*Tasks and exercises:*
1. In the conversation between Joe and Mike below, which medical needs does Joe list for the veterans his program treats?
2. Answer these questions about the conversation between Joe and Mike below:
(a) About how long ago did Joe say the VA cut its rates drastically?
(b) What share of the veterans in Joe's program does he say are homeless?
(c) What was the focus of the conference where Mike recently spoke?

Joe: But that's the way the system is supposed to work. I would say around a year ago, the VA ended up cutting rates pretty drastically. And it's made it increasingly difficult to treat vets. I hear from a lot of my peers throughout the United States and we advocate for veterans healthcare as well all the time at Washington DC and we're always working on these things.
Joe: And it cost a lot more to treat a veteran. Vets typically, when we get them, I can only speak for our program, they are typically I'd say at least 45% of 'em are homeless and they have additional medical issues that they have not dealt with. And realistically I would say about 80% of 'em all have other medical issues that have to be dealt with.
Mike: Yep.
Joe: And so we have vets with dialysis, we have vets with liver failure, heart failure, et cetera. And that's not necessarily what TriWest is paying for or what the VA is paying for. But those are things that providers like us have to cover if we want to be able to serve our veterans and treat them, so very needed service.
Mike: I wanna switch gears and talk a little bit about stigma, mainly 'cause it's bugging me.
Joe: Yeah.
Mike: I spoke at a conference recently that focused on substance use disorders and Joe, I heard professionals contributing to the stigma we experienced through jokes, language especially their attitudes, if that's a reflection of some in the professional community.
Mike: We've still got a long way to go. How do we overcome stigma?
Joe: Yeah, that's the never ending battle, right? And I think that what I have found personally is folks that treat our individuals that struggle with addiction issues or other mental health issues, they really need to have a track, a professional outlook track that talks about this as they finish their treatment and they go back to the workforce and they increase their careers. And, I know plenty of executives, c-suite executives and junior executives that have had addiction issues themselves.

*Supplied material:*
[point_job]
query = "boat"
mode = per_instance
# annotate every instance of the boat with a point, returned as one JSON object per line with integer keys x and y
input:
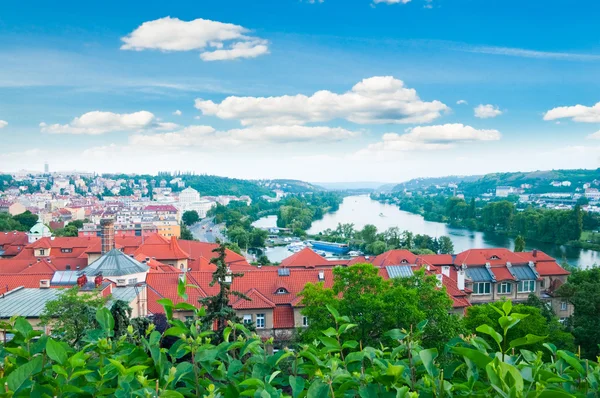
{"x": 337, "y": 248}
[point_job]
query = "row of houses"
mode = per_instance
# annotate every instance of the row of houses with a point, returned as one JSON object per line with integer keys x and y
{"x": 142, "y": 270}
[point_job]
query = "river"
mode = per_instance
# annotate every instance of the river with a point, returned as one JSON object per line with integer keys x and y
{"x": 362, "y": 210}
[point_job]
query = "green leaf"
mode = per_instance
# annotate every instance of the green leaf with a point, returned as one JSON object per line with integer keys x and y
{"x": 23, "y": 327}
{"x": 529, "y": 339}
{"x": 56, "y": 351}
{"x": 317, "y": 389}
{"x": 105, "y": 319}
{"x": 480, "y": 359}
{"x": 297, "y": 383}
{"x": 427, "y": 356}
{"x": 507, "y": 307}
{"x": 574, "y": 362}
{"x": 487, "y": 329}
{"x": 23, "y": 373}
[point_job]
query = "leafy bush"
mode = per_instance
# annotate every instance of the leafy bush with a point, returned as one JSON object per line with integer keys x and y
{"x": 241, "y": 365}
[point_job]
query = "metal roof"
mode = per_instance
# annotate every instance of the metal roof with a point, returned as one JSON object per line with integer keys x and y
{"x": 479, "y": 274}
{"x": 115, "y": 263}
{"x": 64, "y": 278}
{"x": 399, "y": 271}
{"x": 29, "y": 303}
{"x": 523, "y": 273}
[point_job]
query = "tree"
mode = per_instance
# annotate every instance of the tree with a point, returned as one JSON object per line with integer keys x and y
{"x": 190, "y": 217}
{"x": 535, "y": 323}
{"x": 72, "y": 314}
{"x": 217, "y": 307}
{"x": 445, "y": 245}
{"x": 27, "y": 219}
{"x": 186, "y": 234}
{"x": 377, "y": 305}
{"x": 583, "y": 291}
{"x": 519, "y": 244}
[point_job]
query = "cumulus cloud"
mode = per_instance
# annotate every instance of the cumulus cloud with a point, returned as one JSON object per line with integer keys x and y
{"x": 217, "y": 41}
{"x": 577, "y": 113}
{"x": 380, "y": 99}
{"x": 431, "y": 138}
{"x": 98, "y": 122}
{"x": 487, "y": 111}
{"x": 207, "y": 136}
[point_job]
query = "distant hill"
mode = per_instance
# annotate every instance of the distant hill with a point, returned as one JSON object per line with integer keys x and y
{"x": 539, "y": 180}
{"x": 419, "y": 183}
{"x": 290, "y": 186}
{"x": 340, "y": 186}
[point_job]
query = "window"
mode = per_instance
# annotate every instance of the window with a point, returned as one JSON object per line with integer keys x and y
{"x": 260, "y": 321}
{"x": 526, "y": 286}
{"x": 504, "y": 288}
{"x": 481, "y": 288}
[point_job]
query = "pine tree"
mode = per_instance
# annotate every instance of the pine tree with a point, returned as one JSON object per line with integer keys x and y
{"x": 218, "y": 308}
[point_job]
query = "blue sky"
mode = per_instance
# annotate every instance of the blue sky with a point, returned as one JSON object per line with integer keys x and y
{"x": 97, "y": 85}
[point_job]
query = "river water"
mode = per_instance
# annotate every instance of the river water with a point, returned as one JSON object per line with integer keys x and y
{"x": 362, "y": 210}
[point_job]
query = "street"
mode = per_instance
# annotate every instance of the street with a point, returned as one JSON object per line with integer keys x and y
{"x": 206, "y": 231}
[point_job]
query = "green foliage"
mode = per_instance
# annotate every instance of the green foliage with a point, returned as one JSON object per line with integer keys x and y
{"x": 583, "y": 291}
{"x": 376, "y": 305}
{"x": 236, "y": 363}
{"x": 72, "y": 315}
{"x": 190, "y": 217}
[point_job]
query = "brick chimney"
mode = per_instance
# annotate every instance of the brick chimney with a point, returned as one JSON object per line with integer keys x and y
{"x": 107, "y": 227}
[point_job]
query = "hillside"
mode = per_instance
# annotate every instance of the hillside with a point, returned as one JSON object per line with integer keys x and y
{"x": 290, "y": 186}
{"x": 539, "y": 180}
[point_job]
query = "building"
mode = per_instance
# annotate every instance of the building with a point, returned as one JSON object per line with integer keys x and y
{"x": 12, "y": 208}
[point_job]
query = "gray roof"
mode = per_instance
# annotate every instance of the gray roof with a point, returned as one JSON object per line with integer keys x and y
{"x": 115, "y": 263}
{"x": 523, "y": 273}
{"x": 64, "y": 278}
{"x": 479, "y": 274}
{"x": 399, "y": 271}
{"x": 29, "y": 303}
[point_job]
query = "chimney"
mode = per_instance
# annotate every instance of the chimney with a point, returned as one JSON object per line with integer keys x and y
{"x": 446, "y": 271}
{"x": 107, "y": 227}
{"x": 460, "y": 276}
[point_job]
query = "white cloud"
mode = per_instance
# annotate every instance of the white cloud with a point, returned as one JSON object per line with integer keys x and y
{"x": 210, "y": 37}
{"x": 578, "y": 113}
{"x": 431, "y": 138}
{"x": 380, "y": 99}
{"x": 487, "y": 111}
{"x": 391, "y": 1}
{"x": 98, "y": 122}
{"x": 207, "y": 136}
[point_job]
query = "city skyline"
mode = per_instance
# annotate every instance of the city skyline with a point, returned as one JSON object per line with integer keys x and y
{"x": 312, "y": 90}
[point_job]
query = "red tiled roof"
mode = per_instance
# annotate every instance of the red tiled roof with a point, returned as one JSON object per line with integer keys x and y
{"x": 257, "y": 301}
{"x": 283, "y": 317}
{"x": 395, "y": 257}
{"x": 306, "y": 258}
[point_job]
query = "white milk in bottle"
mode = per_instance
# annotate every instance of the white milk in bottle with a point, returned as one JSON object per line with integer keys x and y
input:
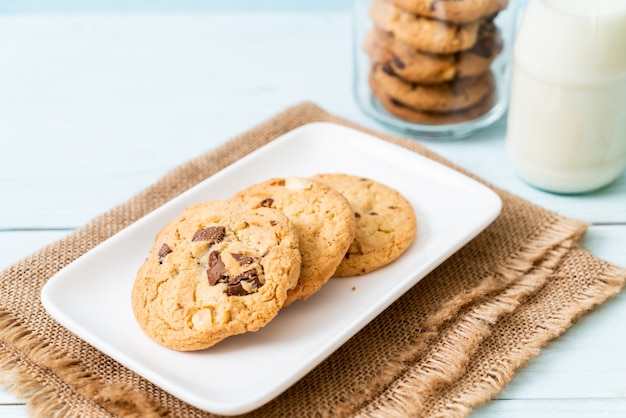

*Expected outputs:*
1. Dialysis, liver failure and heart failure.

2.
(a) Around a year ago.
(b) At least 45%.
(c) Substance use disorders.